• Selected excerpt:
• • • •

Kansans shine at Grand American Trapshoot

09/01/2012 5:00 AM

09/01/2012 4:52 PM

Several Kansans, including a Wichitan Greg Hissem, scored well at the Grand American Trapshoot in Sparta, Ill..

Hissem was part of the five-shooter Kansas team that won the state team event two weeks ago with a score of 995 out of 1,000 clay targets.

Also on the team was Don Budd, of Kansas City, Harlan Campbell, or Tribune, Rich McAllaster, of Medicine Lodge and Rob Taylor, of Manhattan.

Lynn Gipson, Amateur Trapshooting Association executive director, said this is the 113th year for the event that draws shooters from all 50 states and several foreign countries.

He also noted that Campbell was inducted into the Trapshooting Hall of Fame at this year’s Grand American, while also winning two of the sport’s most prestigious titles.

Campbell out-shot 2,055 competitors to win the Grand American Singles Championship. He also out-shot 1,733 competitors to win the Grand American Doubles Championship.

Kansas champion angler ready for bowhunting — So, what do you do after you win the most-coveted title in professional bass fishing?

Go to Disneyland?

Not Brent Chapman. He’s ready to do some bowhunting.

Last weekend the angler from Lake Quivira became the first Kansan to win the B.A.S.S. Angler of the Year title, something that’s harder than winning the annual Bassmaster Classic.

“Winning the Classic isn’t easy, but it’s a three-day event,” Chapman said. “Angler of the Year is like a 30-some day event because you have to be the best for the entire season.”

• • • •

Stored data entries
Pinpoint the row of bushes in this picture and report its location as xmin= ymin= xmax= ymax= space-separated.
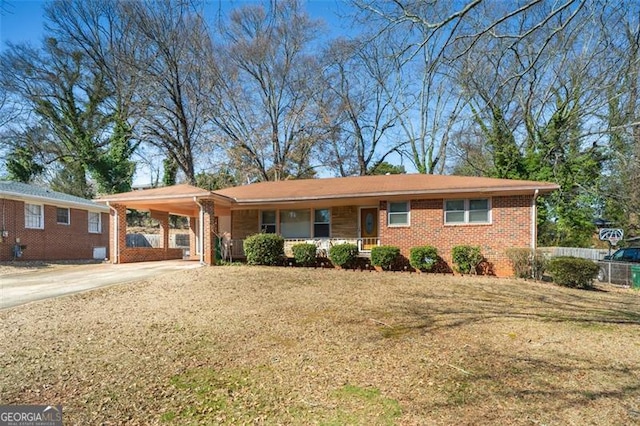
xmin=506 ymin=248 xmax=600 ymax=288
xmin=244 ymin=234 xmax=484 ymax=274
xmin=244 ymin=234 xmax=598 ymax=288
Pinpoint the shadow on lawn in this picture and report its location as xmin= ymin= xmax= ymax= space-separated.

• • • •

• What you need to do:
1 – Name the five shooters on the Kansas team in the article about Kansans at the Grand American Trapshoot.
2 – Carry on the article about Kansans at the Grand American Trapshoot and the bass-fishing title, starting after its final sentence.

• Exercise responses:
1 – Greg Hissem, Don Budd, Harlan Campbell, Rich McAllaster, Rob Taylor

2 –
Chapman has another tournament or two this year, and then wants to spend some time on Oklahoma’s Grand Lake, the sight of the 2013 Classic in February.

He’s also planning on putting in some serious treestand time on land he owns and manages for trophy whitetails south of Kansas City.

“It’s been a tremendous year already, but I wouldn’t mind topping it off with a Boone & Crockett buck, for sure,” Chapman said.

Sumner county deer cleared of disease — Wildlife officials say a Sumner County deer they earlier believed had chronic wasting disease was actually free of the disease.

Mike Miller, Kansas Department of Wildlife, Parks and Tourism information chief, said they had the deer re-tested at a federal facility in Iowa, where it tested negative.

The initial positive came from a lab in Colorado. Most of the 2,000-plus deer annually tested normally go through a lab at Kansas State University. They ran out of testing materials last winter.

CWD is fatal to deer, elk and moose, but has never been found to harm humans or livestock.